▶ **Text to read**
-.-.-
Trading is a competitive business. You need great people and great technology, of course, but also trading strategies that make money. Where do those strategies come from? In this post we’ll discuss how the interplay of data, math and technology informs how we develop and run strategies.

Machine learning (ML) at Jane Street begins, unsurprisingly, with data. We collect and store around 2.3TB of market data every day. Hidden in those petabytes of data are the relationships and statistical regularities which inform the models inside our strategies. But it’s not just awesome models. ML work in a production environment like Jane Street’s involves many interconnected pieces:

  • Get the data: Building the infrastructure to gather, store, index and retrieve this amount of data efficiently and with microsecond-level accuracy is itself an interesting job. We have a whole team dedicated to this important work. If we fail to log data at any point then that data is gone, never to return.

  • Clean the data: The raw data that we receive is frequently missing, corrupted, misaligned, or has other issues. Before we can deploy any modeling techniques, we need to sanitize the data. This is a crucially important part of the process, unavoidable but admittedly tedious. 1

  • Explore the data: It’s hard to know what techniques to throw at a problem before we understand what the data looks like, and indeed figure out what data to use. Spending the time to visualize and understand the structure of the problem helps pick the right modeling tools for the job. Plus, pretty plots are catnip to traders and researchers!
-.-.-
▶ **Data excerpts**
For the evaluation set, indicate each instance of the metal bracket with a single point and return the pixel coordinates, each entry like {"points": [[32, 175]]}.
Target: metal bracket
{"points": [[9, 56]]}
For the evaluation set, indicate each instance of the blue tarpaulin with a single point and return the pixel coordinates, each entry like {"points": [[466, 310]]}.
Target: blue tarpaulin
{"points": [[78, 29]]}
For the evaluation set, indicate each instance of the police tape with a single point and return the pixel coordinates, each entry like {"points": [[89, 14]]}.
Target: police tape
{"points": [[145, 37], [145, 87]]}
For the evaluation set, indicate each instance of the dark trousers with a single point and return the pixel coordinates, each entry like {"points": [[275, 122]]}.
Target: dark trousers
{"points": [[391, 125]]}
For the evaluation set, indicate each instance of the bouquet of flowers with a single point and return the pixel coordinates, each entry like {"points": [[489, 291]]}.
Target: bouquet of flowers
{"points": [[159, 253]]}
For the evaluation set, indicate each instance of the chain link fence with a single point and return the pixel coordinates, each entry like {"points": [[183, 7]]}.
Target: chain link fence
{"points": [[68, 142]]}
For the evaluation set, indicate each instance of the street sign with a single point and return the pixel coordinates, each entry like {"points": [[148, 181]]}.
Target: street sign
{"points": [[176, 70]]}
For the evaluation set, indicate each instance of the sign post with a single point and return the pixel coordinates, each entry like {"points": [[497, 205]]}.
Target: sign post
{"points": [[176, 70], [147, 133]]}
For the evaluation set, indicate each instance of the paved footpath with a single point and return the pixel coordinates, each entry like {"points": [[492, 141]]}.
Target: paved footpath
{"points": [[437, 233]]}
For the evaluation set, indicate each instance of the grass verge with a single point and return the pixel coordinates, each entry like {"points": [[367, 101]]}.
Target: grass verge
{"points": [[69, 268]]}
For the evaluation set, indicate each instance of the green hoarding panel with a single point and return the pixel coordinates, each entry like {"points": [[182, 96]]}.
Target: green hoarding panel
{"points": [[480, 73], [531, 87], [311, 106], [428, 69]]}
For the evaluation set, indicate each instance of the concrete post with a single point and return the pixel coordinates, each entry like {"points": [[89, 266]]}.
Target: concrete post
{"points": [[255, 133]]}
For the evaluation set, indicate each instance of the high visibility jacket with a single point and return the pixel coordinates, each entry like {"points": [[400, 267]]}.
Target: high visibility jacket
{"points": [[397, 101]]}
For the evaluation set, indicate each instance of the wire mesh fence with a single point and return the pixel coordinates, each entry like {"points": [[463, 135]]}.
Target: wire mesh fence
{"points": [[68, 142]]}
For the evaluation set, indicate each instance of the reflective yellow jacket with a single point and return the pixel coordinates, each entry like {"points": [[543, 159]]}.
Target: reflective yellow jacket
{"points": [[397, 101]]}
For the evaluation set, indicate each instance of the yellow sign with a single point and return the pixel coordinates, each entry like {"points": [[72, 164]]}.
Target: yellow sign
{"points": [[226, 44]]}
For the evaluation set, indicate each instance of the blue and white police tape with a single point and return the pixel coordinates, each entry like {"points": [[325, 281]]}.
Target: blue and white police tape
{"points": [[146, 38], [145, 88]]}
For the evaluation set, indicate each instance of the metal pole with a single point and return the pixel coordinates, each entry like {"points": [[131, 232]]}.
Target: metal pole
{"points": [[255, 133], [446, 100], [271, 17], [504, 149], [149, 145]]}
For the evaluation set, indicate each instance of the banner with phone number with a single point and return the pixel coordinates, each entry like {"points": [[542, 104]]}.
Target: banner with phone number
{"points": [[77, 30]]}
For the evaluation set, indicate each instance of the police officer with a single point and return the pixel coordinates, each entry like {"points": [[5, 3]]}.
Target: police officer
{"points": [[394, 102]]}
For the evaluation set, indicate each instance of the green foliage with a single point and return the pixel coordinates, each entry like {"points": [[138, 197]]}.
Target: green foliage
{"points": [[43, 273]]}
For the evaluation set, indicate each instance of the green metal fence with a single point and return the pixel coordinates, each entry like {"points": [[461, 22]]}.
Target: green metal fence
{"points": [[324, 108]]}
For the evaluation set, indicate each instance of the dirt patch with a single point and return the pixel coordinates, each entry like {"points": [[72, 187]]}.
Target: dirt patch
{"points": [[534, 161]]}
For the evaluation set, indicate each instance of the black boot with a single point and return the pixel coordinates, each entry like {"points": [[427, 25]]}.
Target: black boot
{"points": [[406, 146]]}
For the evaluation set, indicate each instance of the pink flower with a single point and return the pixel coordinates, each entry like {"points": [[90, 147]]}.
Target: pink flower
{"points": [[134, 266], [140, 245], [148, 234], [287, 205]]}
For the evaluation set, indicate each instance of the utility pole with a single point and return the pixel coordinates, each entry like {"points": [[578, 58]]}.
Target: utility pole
-.-.-
▶ **Request**
Answer these questions using the text on machine learning at Jane Street.
(a) About how much market data is collected and stored every day?
(b) What happens to data if it fails to be logged at some point?
(c) What does spending time to visualize and understand the structure of a problem help with?
The records come from a different source than the text.

▶ **Correct output**
(a) Around 2.3TB.
(b) It is gone, never to return.
(c) It helps pick the right modeling tools for the job.